The problem -
Pull out every line in the items below that contains the word "building". Match case exactly.
━━━ Dataset entries
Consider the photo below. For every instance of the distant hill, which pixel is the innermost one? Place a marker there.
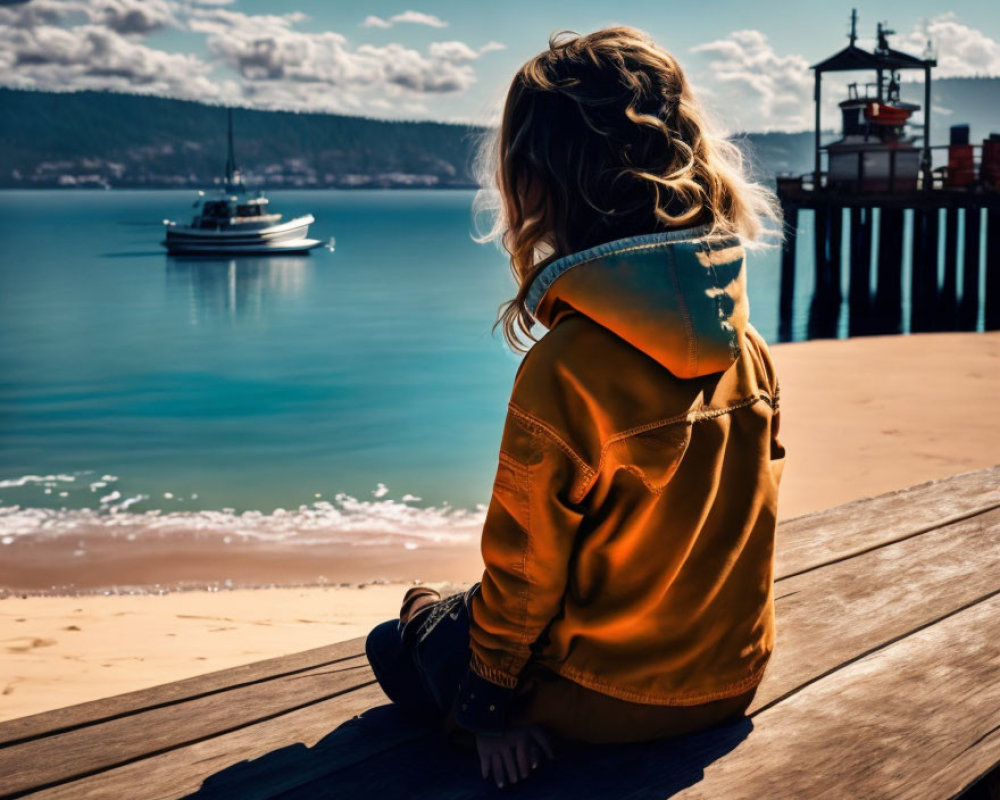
(50, 139)
(123, 140)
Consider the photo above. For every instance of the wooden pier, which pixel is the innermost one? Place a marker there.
(947, 228)
(888, 189)
(884, 683)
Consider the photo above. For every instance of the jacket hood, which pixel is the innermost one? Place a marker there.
(675, 295)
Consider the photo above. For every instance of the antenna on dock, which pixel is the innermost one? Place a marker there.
(883, 38)
(234, 181)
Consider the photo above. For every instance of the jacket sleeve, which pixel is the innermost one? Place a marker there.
(527, 541)
(777, 447)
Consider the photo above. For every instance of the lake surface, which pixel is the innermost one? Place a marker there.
(356, 392)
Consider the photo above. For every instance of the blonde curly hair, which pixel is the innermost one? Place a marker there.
(602, 138)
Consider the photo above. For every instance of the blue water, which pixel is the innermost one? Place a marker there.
(360, 386)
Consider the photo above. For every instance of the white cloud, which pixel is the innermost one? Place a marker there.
(262, 60)
(961, 51)
(752, 87)
(371, 21)
(412, 17)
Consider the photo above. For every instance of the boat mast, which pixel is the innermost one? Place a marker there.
(234, 182)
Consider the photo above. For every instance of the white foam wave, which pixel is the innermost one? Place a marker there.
(346, 520)
(24, 480)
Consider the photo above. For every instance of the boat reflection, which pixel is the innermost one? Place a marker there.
(237, 287)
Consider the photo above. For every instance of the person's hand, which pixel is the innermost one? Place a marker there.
(514, 754)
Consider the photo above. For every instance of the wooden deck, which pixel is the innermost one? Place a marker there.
(885, 683)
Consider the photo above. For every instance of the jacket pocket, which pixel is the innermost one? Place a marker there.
(654, 455)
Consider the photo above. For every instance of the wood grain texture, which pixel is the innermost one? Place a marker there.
(815, 539)
(83, 750)
(918, 719)
(91, 712)
(871, 601)
(826, 618)
(262, 760)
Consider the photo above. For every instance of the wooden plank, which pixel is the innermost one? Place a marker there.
(852, 607)
(811, 540)
(804, 542)
(92, 748)
(259, 761)
(133, 702)
(917, 719)
(826, 619)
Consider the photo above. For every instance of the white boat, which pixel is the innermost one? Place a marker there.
(235, 221)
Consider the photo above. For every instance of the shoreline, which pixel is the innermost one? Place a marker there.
(860, 417)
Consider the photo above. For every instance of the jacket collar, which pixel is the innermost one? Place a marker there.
(544, 279)
(678, 295)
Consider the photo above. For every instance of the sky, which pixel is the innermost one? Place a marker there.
(748, 63)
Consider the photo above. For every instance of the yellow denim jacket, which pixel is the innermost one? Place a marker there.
(629, 540)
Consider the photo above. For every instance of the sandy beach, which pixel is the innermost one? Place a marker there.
(860, 417)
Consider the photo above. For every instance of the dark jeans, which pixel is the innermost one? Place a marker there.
(419, 664)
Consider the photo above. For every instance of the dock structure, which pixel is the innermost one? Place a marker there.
(884, 683)
(882, 191)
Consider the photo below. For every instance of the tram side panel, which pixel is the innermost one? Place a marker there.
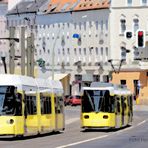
(97, 115)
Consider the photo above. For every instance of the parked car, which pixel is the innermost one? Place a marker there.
(75, 100)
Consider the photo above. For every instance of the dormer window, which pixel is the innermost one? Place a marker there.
(123, 25)
(144, 2)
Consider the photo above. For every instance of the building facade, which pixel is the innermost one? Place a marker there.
(3, 33)
(85, 39)
(72, 39)
(130, 16)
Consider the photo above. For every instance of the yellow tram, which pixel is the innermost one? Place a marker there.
(30, 106)
(106, 105)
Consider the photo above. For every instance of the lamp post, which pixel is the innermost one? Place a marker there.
(53, 53)
(30, 49)
(12, 39)
(120, 63)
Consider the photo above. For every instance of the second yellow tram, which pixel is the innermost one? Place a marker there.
(30, 106)
(105, 105)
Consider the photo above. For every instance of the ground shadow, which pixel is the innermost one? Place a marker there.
(10, 138)
(105, 130)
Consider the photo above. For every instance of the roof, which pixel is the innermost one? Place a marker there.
(58, 6)
(27, 7)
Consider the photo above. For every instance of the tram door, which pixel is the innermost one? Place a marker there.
(31, 120)
(59, 117)
(124, 110)
(118, 111)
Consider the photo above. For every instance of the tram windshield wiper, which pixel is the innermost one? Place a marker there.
(90, 100)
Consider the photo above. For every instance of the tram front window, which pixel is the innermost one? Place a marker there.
(10, 103)
(97, 101)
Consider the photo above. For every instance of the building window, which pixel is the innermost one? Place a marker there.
(75, 51)
(78, 77)
(68, 51)
(123, 53)
(79, 50)
(106, 50)
(144, 2)
(96, 78)
(129, 2)
(97, 24)
(123, 82)
(84, 25)
(106, 25)
(75, 26)
(136, 24)
(101, 51)
(102, 25)
(105, 78)
(79, 25)
(123, 25)
(63, 51)
(84, 51)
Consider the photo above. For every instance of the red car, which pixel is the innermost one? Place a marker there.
(75, 100)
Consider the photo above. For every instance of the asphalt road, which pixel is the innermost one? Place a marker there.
(74, 137)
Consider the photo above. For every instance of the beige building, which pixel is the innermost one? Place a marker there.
(130, 16)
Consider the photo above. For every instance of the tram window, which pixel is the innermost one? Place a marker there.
(45, 105)
(18, 104)
(118, 106)
(59, 105)
(31, 105)
(112, 104)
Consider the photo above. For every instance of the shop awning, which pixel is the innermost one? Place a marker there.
(58, 76)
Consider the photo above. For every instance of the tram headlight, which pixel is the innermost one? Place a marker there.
(86, 117)
(11, 121)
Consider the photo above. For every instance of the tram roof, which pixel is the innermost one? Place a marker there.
(27, 83)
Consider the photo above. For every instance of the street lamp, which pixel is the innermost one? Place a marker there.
(12, 56)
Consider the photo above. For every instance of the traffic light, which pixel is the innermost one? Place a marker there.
(140, 39)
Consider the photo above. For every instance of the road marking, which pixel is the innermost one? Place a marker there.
(84, 141)
(100, 137)
(141, 123)
(71, 120)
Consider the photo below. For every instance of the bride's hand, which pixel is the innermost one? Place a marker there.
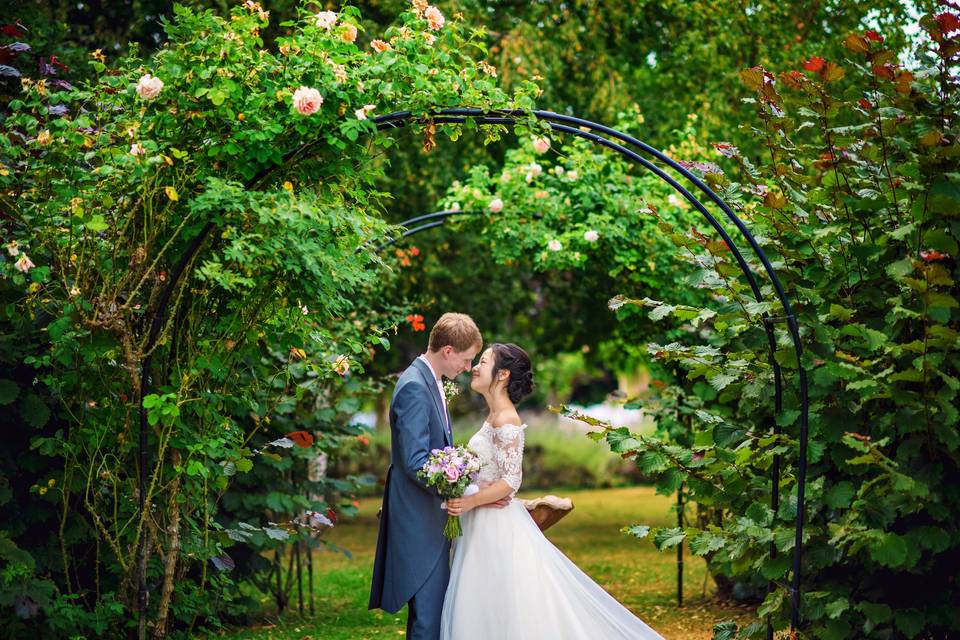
(459, 506)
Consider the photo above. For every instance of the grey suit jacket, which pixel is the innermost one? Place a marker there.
(411, 540)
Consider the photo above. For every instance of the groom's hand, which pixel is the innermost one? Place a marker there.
(499, 504)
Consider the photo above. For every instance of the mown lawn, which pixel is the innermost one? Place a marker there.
(634, 571)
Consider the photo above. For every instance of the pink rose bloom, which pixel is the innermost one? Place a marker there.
(349, 34)
(434, 18)
(24, 264)
(307, 101)
(326, 19)
(149, 87)
(362, 112)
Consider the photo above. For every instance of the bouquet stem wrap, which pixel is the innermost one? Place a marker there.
(450, 471)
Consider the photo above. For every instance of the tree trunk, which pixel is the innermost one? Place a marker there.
(173, 553)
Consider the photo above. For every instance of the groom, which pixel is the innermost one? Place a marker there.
(412, 565)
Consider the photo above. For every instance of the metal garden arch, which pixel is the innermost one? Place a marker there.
(630, 148)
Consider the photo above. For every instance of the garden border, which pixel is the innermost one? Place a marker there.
(590, 131)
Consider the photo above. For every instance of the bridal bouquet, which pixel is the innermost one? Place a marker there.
(450, 470)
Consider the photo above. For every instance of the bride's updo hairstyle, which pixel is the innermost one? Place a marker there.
(510, 357)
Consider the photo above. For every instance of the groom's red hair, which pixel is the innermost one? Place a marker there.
(457, 330)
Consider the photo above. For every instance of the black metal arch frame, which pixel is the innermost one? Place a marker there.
(628, 147)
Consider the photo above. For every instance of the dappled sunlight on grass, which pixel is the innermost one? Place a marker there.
(632, 570)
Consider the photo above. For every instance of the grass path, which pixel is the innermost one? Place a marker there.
(633, 571)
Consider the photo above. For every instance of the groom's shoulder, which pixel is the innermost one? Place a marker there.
(410, 376)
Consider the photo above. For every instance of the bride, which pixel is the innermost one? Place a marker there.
(507, 579)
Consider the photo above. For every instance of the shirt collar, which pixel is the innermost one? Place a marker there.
(423, 357)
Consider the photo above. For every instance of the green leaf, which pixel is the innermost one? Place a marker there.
(875, 613)
(836, 607)
(900, 269)
(706, 542)
(276, 534)
(96, 224)
(773, 569)
(941, 241)
(666, 538)
(638, 530)
(890, 550)
(840, 495)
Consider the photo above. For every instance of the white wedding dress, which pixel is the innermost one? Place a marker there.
(508, 581)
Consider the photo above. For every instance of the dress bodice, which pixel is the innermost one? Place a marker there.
(501, 451)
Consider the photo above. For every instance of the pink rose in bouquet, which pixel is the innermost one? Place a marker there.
(450, 471)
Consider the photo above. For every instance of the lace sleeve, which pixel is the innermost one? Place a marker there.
(508, 441)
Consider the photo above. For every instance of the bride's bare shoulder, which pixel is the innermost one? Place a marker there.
(505, 417)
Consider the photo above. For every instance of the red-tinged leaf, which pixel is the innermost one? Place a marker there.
(793, 79)
(303, 439)
(884, 71)
(933, 256)
(856, 43)
(726, 149)
(948, 22)
(14, 30)
(903, 82)
(815, 64)
(832, 72)
(752, 78)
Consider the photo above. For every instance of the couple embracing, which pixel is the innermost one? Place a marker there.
(504, 579)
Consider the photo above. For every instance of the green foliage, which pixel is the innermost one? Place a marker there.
(858, 211)
(106, 186)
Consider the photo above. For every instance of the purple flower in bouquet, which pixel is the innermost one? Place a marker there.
(451, 470)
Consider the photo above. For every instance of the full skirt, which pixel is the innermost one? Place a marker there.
(508, 581)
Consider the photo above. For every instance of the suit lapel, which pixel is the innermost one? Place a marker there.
(437, 400)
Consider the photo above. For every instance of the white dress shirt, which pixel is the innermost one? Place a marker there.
(443, 397)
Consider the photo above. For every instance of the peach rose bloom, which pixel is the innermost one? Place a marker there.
(349, 34)
(326, 19)
(149, 87)
(24, 264)
(434, 18)
(307, 101)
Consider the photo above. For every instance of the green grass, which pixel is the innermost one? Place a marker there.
(639, 576)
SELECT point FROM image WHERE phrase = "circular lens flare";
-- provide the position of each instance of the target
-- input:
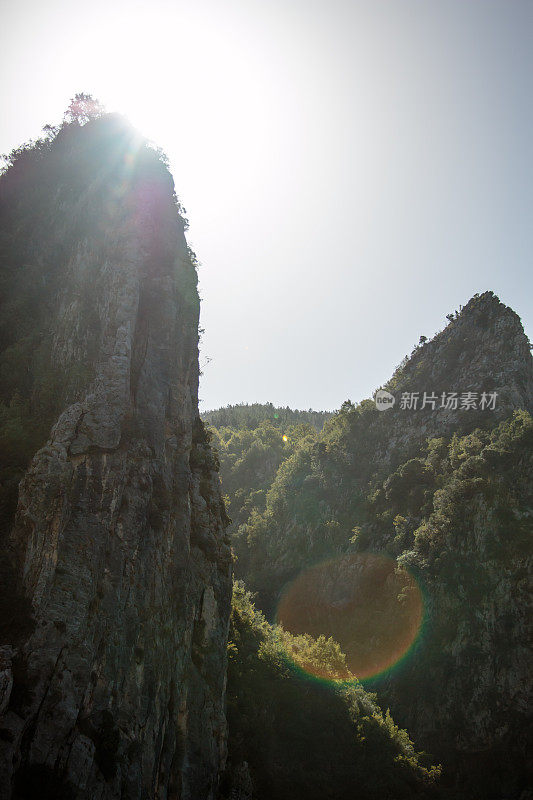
(372, 607)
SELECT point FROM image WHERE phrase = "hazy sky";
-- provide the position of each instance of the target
(352, 171)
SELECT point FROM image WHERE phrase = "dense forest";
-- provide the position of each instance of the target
(260, 602)
(446, 500)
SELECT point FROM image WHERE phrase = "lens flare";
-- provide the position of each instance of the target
(368, 604)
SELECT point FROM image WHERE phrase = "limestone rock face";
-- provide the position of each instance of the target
(113, 685)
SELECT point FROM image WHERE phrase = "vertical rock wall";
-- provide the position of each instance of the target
(113, 683)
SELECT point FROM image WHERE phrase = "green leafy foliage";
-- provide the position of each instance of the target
(301, 738)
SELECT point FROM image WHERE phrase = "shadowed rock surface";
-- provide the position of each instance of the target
(116, 568)
(447, 494)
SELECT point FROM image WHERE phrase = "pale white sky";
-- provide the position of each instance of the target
(352, 171)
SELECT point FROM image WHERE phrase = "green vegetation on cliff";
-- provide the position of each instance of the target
(301, 739)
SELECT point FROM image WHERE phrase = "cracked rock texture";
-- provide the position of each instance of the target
(112, 679)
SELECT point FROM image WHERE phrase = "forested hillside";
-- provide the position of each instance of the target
(443, 493)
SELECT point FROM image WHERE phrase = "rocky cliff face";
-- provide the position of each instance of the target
━━━━━━
Task response -
Consider the photo above. For every instance of the building facade, which pixel is the innermost one? Place a marker there.
Consider the photo above. For every instance of the building window, which pixel is the innermost one? Place a marker there.
Consider the photo above. For every instance of the beige building, which pixel is the innermost one? Place a marker there.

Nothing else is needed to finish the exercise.